(Stored items)
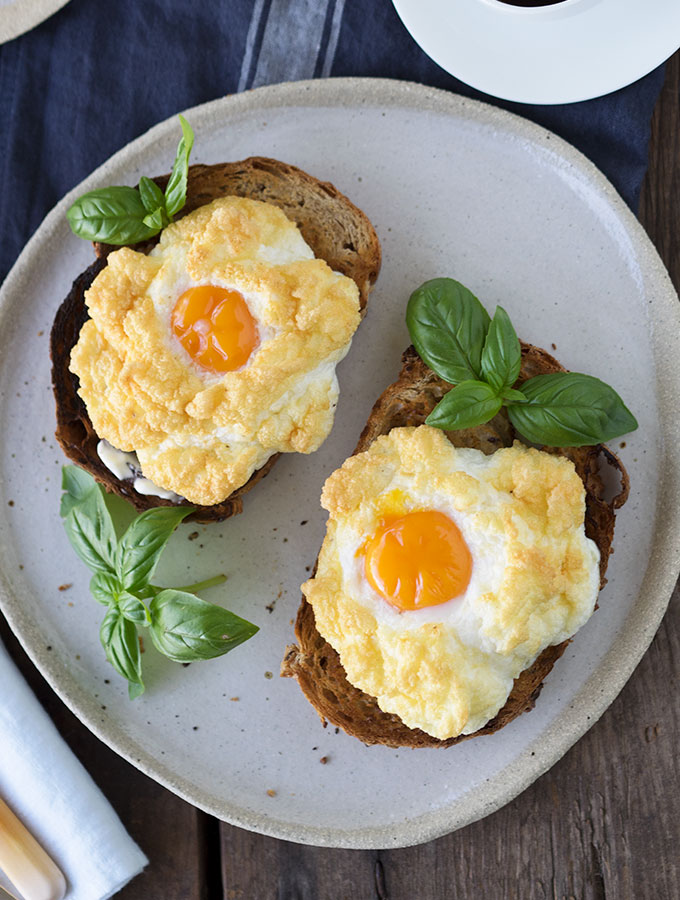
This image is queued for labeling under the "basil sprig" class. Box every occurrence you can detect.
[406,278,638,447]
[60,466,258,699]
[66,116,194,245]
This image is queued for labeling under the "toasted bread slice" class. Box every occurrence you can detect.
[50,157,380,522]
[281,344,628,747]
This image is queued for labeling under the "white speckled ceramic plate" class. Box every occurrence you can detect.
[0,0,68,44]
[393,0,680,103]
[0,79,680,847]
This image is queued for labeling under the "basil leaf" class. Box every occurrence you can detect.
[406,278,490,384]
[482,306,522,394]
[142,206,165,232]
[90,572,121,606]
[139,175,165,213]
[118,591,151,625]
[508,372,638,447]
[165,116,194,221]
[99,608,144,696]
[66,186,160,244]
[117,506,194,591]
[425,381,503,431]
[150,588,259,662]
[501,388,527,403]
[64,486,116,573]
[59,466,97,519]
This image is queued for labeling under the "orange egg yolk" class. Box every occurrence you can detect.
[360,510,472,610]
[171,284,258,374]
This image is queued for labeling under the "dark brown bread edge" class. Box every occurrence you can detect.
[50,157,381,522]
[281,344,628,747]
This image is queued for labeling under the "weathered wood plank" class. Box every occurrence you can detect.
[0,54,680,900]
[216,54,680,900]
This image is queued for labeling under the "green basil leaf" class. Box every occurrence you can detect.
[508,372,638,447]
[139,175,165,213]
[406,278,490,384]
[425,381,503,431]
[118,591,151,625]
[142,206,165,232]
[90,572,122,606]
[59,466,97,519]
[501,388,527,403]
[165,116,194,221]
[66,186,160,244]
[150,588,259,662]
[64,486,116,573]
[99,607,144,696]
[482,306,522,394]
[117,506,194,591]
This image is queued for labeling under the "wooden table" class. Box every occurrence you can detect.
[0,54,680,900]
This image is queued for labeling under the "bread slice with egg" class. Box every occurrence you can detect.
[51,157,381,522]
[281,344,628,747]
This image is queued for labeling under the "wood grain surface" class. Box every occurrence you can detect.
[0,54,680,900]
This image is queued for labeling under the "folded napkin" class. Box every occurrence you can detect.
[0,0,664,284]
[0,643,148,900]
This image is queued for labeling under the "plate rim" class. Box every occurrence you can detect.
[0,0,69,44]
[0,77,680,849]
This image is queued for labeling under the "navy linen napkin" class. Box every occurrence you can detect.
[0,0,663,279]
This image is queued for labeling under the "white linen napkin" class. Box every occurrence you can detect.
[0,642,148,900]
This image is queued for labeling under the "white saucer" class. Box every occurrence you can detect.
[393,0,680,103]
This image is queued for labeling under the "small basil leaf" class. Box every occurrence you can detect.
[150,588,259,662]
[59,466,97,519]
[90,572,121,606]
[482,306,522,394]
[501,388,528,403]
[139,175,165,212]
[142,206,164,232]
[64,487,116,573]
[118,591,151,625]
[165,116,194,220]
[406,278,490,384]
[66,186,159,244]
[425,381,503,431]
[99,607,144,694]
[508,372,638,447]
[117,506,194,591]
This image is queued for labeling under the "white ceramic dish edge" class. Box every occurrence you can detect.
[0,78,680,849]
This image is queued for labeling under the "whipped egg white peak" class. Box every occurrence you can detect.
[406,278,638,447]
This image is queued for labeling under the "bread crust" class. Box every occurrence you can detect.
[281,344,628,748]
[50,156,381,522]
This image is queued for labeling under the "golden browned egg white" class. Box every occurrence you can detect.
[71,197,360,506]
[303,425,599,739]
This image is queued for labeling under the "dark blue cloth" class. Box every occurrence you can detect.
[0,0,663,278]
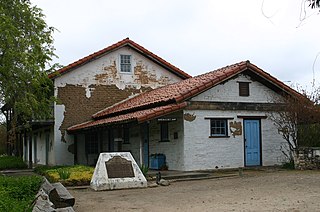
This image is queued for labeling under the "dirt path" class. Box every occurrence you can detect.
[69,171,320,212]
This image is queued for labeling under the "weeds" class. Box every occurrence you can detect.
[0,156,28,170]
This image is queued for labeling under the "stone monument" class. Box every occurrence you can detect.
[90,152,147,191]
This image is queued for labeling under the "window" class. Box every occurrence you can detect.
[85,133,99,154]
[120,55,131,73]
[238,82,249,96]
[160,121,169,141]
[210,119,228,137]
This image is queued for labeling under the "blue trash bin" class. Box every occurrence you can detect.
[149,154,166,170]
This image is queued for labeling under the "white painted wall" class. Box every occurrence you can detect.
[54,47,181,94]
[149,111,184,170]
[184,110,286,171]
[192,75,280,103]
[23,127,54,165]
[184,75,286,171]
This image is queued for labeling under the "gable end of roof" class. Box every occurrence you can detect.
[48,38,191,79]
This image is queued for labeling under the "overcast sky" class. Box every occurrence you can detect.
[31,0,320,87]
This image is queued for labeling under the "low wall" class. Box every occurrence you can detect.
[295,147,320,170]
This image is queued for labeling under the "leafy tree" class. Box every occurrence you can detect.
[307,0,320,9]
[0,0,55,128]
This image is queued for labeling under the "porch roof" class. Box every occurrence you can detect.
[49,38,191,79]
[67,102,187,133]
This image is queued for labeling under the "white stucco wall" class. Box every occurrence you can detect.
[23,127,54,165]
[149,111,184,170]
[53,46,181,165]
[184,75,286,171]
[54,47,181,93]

• _What to produce_: Please count the lines in the records that contain the word "blue" and give only that number.

• _Solution for this task_: 2